Some of her other five children are now working.

While the Hazel family are able to avail of the Government's Drugs Payments Scheme which means they pay no more than €85 a month on drugs for Alison, Mrs Hazel said it was not enough. Even with the Drug Payments Scheme they have to pay over €1,000 a year on drugs for their daughter.

In addition, Mrs Hazel points out they pay €55 a night for her hospital bed for at least 10 nights a year, which comes to €550, and an increase in this charge was announced in last month's Estimates.

"The social worker in Temple Street Hospital said I should try for a medical card or the Long Term Illness Scheme but we don't qualify for either," Mrs Hazel said.

Mrs Hazel said her daughter qualified for three hours' home tuition every week due to the amount of school she misses.

"You wonder why the Department of Education accepts she is chronically ill and entitled to benefits but the Department of Health don't," she said.

In a statement, the Department of Health said the conditions covered by the Long Term Illness Scheme were mental handicap, mental illness (for people under 16 only), phenylketonuria, cystic fibrosis, spina bifida, hydrocephalus, diabetes mellitus, diabetes insipidus, haemophilia, cerebral palsy, epilepsy, multiple sclerosis, muscular dystrophies, parkinsonism, conditions arising from thalidomide and acute leukaemia. And it said there were currently "no plans to amend the list of eligible conditions".

The chairwoman of the Asthma Society of Ireland, Angela Edghill, said the society had been seeking a change in the Long Term Illness Scheme for some time.

"We would love the Budget to address this but the Government seems to think the world would end if people with asthma were included," she said.

Stored data entries:
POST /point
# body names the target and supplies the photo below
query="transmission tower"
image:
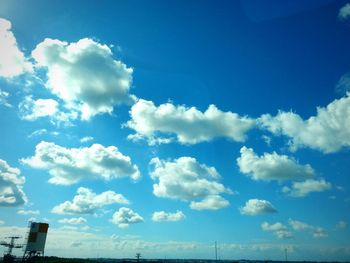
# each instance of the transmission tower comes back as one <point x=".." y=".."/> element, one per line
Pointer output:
<point x="8" y="257"/>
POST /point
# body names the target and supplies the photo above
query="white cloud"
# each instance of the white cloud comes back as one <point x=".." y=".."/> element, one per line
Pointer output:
<point x="41" y="132"/>
<point x="86" y="139"/>
<point x="3" y="98"/>
<point x="319" y="232"/>
<point x="161" y="216"/>
<point x="210" y="202"/>
<point x="28" y="212"/>
<point x="11" y="186"/>
<point x="12" y="60"/>
<point x="344" y="12"/>
<point x="31" y="110"/>
<point x="88" y="202"/>
<point x="73" y="220"/>
<point x="278" y="229"/>
<point x="302" y="189"/>
<point x="257" y="207"/>
<point x="328" y="131"/>
<point x="298" y="225"/>
<point x="187" y="180"/>
<point x="341" y="225"/>
<point x="125" y="216"/>
<point x="85" y="75"/>
<point x="271" y="166"/>
<point x="71" y="165"/>
<point x="189" y="125"/>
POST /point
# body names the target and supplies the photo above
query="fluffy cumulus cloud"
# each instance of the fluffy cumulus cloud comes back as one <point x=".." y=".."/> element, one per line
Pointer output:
<point x="86" y="139"/>
<point x="125" y="216"/>
<point x="278" y="229"/>
<point x="257" y="207"/>
<point x="341" y="225"/>
<point x="88" y="202"/>
<point x="12" y="60"/>
<point x="71" y="165"/>
<point x="11" y="186"/>
<point x="28" y="212"/>
<point x="187" y="180"/>
<point x="298" y="225"/>
<point x="85" y="75"/>
<point x="302" y="189"/>
<point x="31" y="110"/>
<point x="73" y="220"/>
<point x="320" y="232"/>
<point x="328" y="131"/>
<point x="188" y="125"/>
<point x="3" y="98"/>
<point x="271" y="166"/>
<point x="161" y="216"/>
<point x="344" y="12"/>
<point x="210" y="202"/>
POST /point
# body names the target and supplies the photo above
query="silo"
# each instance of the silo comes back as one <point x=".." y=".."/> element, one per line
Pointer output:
<point x="36" y="239"/>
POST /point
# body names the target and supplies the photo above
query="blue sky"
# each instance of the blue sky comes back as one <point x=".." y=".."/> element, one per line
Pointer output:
<point x="159" y="127"/>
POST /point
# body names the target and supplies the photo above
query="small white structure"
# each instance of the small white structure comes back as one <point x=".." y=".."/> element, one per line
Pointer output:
<point x="36" y="239"/>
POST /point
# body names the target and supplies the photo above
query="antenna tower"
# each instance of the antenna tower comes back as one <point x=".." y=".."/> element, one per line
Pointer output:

ASSIGNMENT -
According to the article on the Hazel family's medical costs, how much home tuition does Mrs Hazel's daughter qualify for each week? Base your answer on the article alone, not on the listing.

PROBLEM SOLUTION -
Three hours